- _What the task asks_: Reproduce the passage on the Sacraments word for word, in full.

- _Text extract_:
[Start]
He alone can appoint the channels by which that grace is conveyed to our souls. Since, therefore, as a fact, He has appointed those channels—and no others—which we call Sacraments, by those only can we ordinarily obtain that special grace. Hence it follows that no power on earth can change what was ordained by Jesus Christ in the outward forms of the Sacraments, without destroying them entirely; for if any change is made in what He ordained, it is no longer the same form to which grace is annexed, and consequently ceases to be a Sacrament.

The Passion of Christ is the rich and exhaustless source from which the grace of every Sacrament is derived; for each grace was purchased for us at the price of our Divine Redeemer's Blood.

There are seven Sacraments: Baptism, Confirmation, Penance, Holy Eucharist, Extreme Unction, Holy Orders, and Matrimony.
[End]
- _Material provided_:
[Start]
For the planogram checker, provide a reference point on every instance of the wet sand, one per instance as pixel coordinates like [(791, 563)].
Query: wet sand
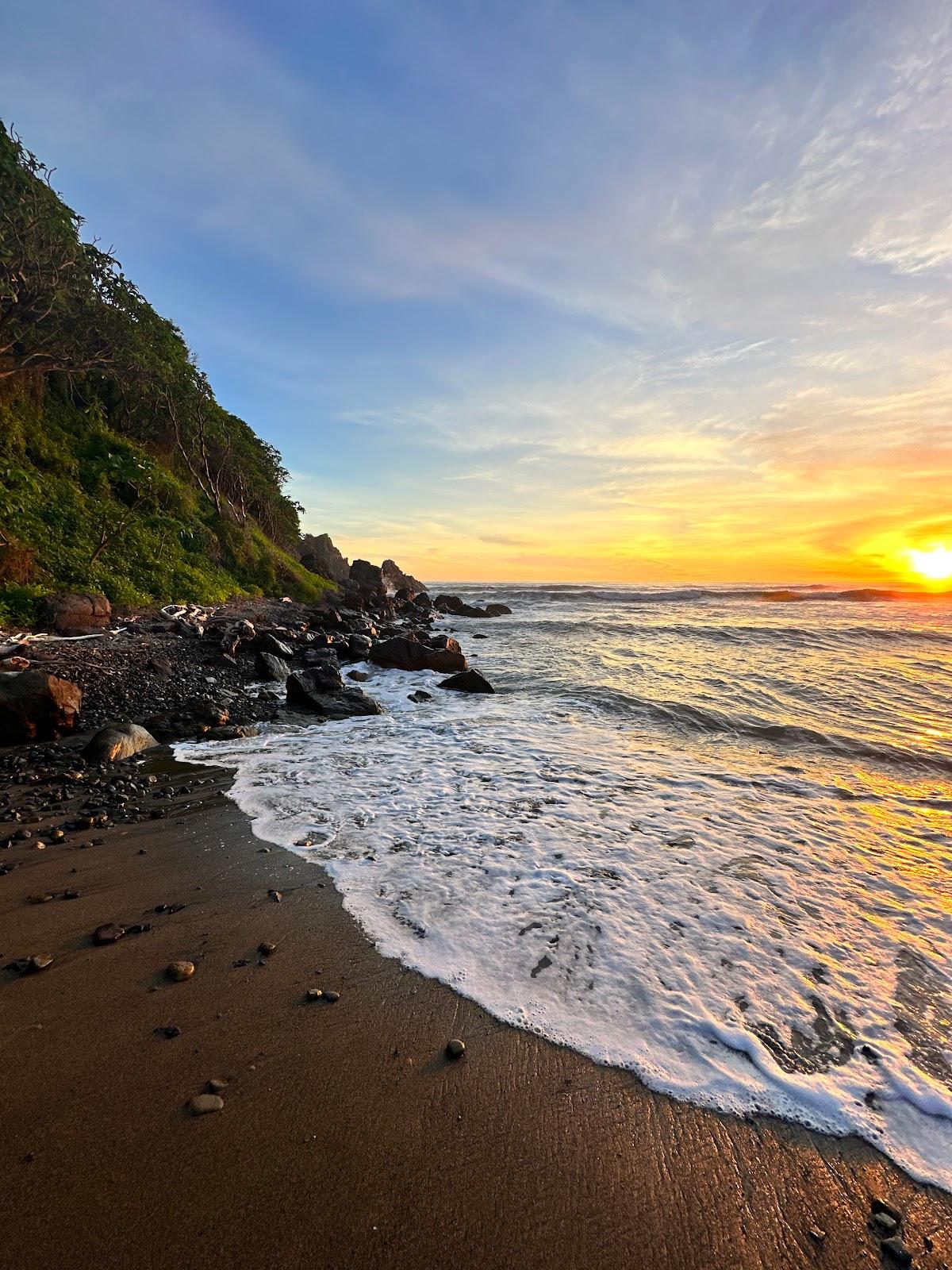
[(347, 1138)]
[End]
- _Solution to the exercise_:
He alone can appoint the channels by which that grace is conveyed to our souls. Since, therefore, as a fact, He has appointed those channels—and no others—which we call Sacraments, by those only can we ordinarily obtain that special grace. Hence it follows that no power on earth can change what was ordained by Jesus Christ in the outward forms of the Sacraments, without destroying them entirely; for if any change is made in what He ordained, it is no longer the same form to which grace is annexed, and consequently ceases to be a Sacrament.

The Passion of Christ is the rich and exhaustless source from which the grace of every Sacrament is derived; for each grace was purchased for us at the price of our Divine Redeemer's Blood.

There are seven Sacraments: Baptism, Confirmation, Penance, Holy Eucharist, Extreme Unction, Holy Orders, and Matrimony.